◆ OBJECTIVE
Print every line of the listing exactly, please.

[Collection entries]
____

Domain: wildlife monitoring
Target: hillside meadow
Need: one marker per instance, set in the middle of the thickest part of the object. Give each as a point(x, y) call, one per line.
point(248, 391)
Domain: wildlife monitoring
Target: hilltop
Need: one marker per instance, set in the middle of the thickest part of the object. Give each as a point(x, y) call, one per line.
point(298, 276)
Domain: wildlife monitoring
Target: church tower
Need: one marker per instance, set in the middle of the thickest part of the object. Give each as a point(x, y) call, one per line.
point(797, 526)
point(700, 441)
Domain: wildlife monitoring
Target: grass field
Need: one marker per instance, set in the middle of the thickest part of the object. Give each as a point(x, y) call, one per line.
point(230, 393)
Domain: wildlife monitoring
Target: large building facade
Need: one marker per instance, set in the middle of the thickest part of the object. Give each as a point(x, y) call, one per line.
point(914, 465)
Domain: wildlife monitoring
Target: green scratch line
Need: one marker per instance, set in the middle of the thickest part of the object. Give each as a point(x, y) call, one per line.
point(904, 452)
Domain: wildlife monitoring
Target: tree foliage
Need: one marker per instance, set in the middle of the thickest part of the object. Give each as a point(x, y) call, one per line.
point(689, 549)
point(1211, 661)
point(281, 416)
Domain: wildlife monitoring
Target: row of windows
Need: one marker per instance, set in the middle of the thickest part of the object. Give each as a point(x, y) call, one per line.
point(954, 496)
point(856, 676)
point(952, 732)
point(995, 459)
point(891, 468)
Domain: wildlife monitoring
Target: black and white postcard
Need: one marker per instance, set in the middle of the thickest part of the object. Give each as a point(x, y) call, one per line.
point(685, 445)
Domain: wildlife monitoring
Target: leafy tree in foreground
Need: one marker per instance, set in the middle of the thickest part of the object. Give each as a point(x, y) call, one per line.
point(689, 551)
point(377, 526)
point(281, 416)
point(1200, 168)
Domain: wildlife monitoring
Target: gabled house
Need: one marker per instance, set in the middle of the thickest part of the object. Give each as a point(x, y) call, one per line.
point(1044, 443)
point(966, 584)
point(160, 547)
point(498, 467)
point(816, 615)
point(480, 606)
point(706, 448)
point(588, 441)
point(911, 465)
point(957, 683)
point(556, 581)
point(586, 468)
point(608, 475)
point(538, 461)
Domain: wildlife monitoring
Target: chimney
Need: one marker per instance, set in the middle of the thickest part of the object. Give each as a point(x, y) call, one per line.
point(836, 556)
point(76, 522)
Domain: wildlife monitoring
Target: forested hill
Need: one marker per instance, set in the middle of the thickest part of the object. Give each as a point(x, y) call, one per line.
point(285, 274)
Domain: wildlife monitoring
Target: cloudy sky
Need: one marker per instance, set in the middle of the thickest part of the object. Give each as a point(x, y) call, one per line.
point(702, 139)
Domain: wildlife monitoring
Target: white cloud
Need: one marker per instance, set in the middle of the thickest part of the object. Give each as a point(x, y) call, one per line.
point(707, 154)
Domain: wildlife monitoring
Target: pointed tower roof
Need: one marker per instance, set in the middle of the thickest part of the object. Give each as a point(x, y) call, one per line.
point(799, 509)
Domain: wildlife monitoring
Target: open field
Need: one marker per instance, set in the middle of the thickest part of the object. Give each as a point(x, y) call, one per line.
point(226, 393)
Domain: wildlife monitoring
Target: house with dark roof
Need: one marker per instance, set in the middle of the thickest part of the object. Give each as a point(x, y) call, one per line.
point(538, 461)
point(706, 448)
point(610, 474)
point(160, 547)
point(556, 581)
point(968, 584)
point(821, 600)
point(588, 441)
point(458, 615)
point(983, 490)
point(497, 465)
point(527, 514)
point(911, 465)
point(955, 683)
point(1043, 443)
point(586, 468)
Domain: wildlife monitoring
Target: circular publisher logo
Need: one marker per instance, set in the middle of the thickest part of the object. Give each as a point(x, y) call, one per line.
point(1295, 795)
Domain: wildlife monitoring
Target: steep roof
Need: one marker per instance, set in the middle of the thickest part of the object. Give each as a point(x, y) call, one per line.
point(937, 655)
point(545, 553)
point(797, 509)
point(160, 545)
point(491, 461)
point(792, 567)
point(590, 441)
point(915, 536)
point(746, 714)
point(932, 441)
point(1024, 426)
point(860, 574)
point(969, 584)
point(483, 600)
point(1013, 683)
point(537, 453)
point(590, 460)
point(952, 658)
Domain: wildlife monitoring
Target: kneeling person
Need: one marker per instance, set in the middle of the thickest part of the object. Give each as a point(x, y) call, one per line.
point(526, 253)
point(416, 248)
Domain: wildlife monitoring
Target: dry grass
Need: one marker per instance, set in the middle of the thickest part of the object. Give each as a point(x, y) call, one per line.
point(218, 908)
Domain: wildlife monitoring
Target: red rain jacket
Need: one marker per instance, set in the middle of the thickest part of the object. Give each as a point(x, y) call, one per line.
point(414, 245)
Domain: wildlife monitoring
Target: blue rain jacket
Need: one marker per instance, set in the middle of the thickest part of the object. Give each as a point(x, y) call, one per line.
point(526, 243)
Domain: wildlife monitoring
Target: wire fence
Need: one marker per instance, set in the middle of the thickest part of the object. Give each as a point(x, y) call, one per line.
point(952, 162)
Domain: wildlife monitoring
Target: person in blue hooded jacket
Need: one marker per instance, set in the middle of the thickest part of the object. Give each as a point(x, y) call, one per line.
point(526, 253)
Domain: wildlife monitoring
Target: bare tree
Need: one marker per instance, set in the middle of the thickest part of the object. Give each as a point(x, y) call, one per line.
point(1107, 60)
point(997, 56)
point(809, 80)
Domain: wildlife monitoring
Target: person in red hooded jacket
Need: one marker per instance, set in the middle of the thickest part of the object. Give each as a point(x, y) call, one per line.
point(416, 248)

____

◆ FULL OUTPUT
Domain: wildlife monitoring
Target: hillside meadow
Need: one marker per instance, set in the middle of the thickest part of the object. Give each as a point(x, y) call, one per line.
point(248, 391)
Domain: wildlife monitoring
Target: hilltop
Need: one marker per instance, set in the middle of the thickest part of the object. Give each as a point(x, y) call, one per line.
point(298, 276)
Domain: wildlife monitoring
Target: church tower
Need: one marker per instance, set in the middle of the thickest part of the object. Give each as a point(x, y) call, one per line.
point(797, 526)
point(700, 441)
Domain: wildlife monitoring
Target: grass field
Need: one marker per instance, set in the middle of the thickest part of the object. Give each as a point(x, y) call, one per line.
point(230, 393)
Domain: wildlife monitoring
Target: large building facade
Need: one marker per instance, set in the middle of the thickest part of the object. Give each as a point(x, y) call, one per line.
point(914, 465)
Domain: wildlife monitoring
Target: green scratch line
Need: one marker per instance, set in the middle of the thickest part of the object. Give each as a point(x, y) call, one per line.
point(904, 452)
Domain: wildlife monitoring
Target: tree foliage
Need: one marker per instance, set in the middle of the thickest part of the object. Give each as a point(x, y) call, one per line.
point(689, 549)
point(1211, 661)
point(281, 416)
Domain: wildlife monitoring
Target: row of windows
Need: one marker per instance, set in the middle of the thickest part of the object. Give each as a point(x, y) call, one per line.
point(954, 496)
point(856, 676)
point(952, 732)
point(995, 459)
point(891, 468)
Domain: wildlife monitoring
Target: black and white postcard
Need: one marker per instance, set in the middle of the thickest part of the object. Give each as a point(x, y) call, one per line.
point(685, 445)
Domain: wildlife monitoring
Target: leafy tree in foreground
Need: one marker per instance, set in the middle of the thickest part of the object. Give each as a point(x, y) call, one per line.
point(689, 551)
point(377, 526)
point(281, 416)
point(1200, 168)
Domain: wildlife monitoring
Target: gabled house
Need: one marker per instance, set in the middle of the thickest part of the object. Give each as a point(x, y) call, one per line.
point(1044, 443)
point(966, 584)
point(160, 547)
point(498, 467)
point(816, 615)
point(480, 606)
point(706, 448)
point(588, 441)
point(911, 465)
point(957, 683)
point(556, 581)
point(586, 468)
point(608, 475)
point(538, 461)
Domain: wildlife monitoring
Target: chimney
Need: one marker per instance, set in the middle of the thickest part of the object. Give each as a point(x, y) call, one per line.
point(836, 556)
point(76, 522)
Domain: wildlife monitoring
Target: forested hill
Need: one marker per instance, set in the middle of the thickest part of the object. Give each as a point(x, y) call, one per line.
point(285, 274)
Domain: wildlife monitoring
Target: cloudy sky
Need: one marker per instance, set in the middle of the thickest part of the object. Give each as a point(x, y) call, one per line.
point(702, 139)
Domain: wildlife monitoring
Target: white cloud
Need: one marker per instance, set in the middle of the thickest part of the object. Give each as a point(x, y) call, one per line.
point(707, 154)
Domain: wildlife monitoring
Target: pointed tower roof
Need: one marker per instance, set in the middle of the thickest part of the object. Give each as a point(x, y) call, one per line.
point(799, 509)
Domain: wildlife monitoring
Target: open field
Need: one marker per instance, set in the middle of the thickest part of the object. Give each as a point(x, y) call, one per line.
point(226, 393)
Domain: wildlife monitoring
Target: house with dark roof
Need: one marker per instance, set in the middle of the thickest part of the object. Give each as a point(x, y) call, one per line.
point(538, 461)
point(706, 448)
point(610, 474)
point(160, 547)
point(556, 581)
point(968, 584)
point(821, 600)
point(588, 441)
point(458, 615)
point(983, 490)
point(497, 465)
point(527, 514)
point(911, 465)
point(955, 683)
point(1043, 443)
point(586, 468)
Domain: wildlife monitoring
Target: circular publisher logo
Need: one marker per instance, set in the middle of the thickest part of the object. Give each as a point(x, y) call, one per line.
point(1295, 795)
Domain: wildlife monitoring
Target: steep roof
Need: one marker per instance, set in the middle of the thickest part of the object. Give each as a point(x, y) call, one per line.
point(937, 655)
point(545, 553)
point(797, 509)
point(160, 545)
point(491, 461)
point(792, 567)
point(590, 441)
point(915, 536)
point(746, 714)
point(932, 441)
point(1024, 426)
point(860, 574)
point(969, 584)
point(483, 600)
point(1013, 683)
point(537, 453)
point(590, 460)
point(952, 658)
Domain: wildlife monitoring
Target: kneeling person
Need: one marker per instance, set in the middle of the thickest part of the object. Give each as a point(x, y) call, one per line.
point(526, 253)
point(416, 248)
Domain: wildlife monitoring
Target: dry grass
Need: one marker per instance, set in the middle of the thickest part of the object. Give each as a point(x, y) call, one per line.
point(218, 908)
Domain: wildlife monitoring
Target: red rain jacket
Need: one marker per instance, set in the middle of the thickest part of the object. Give each as a point(x, y) call, one per line.
point(414, 245)
Domain: wildlife monitoring
Target: blue rain jacket
Need: one marker per instance, set in the middle of the thickest part of the object. Give each as a point(x, y) call, one per line.
point(526, 243)
Domain: wildlife monitoring
Target: wire fence
Need: one marker per instance, set in the middle of the thickest part of the object. Give each as a point(x, y) call, one per line.
point(952, 162)
Domain: wildlife monitoring
Target: person in blue hooded jacket
Need: one marker per instance, set in the middle of the thickest part of the object. Give each as a point(x, y) call, one per line.
point(526, 253)
Domain: wildlife monitoring
Target: bare tree
Need: one marker per instance, set in the middle of the thickest part of the object. Give each as a point(x, y) call, one per line.
point(1107, 60)
point(997, 56)
point(809, 80)
Domain: wildlife monitoring
Target: person in red hooded jacket
Need: one marker per instance, set in the middle of the thickest part of the object. Give each as a point(x, y) call, one per line.
point(416, 248)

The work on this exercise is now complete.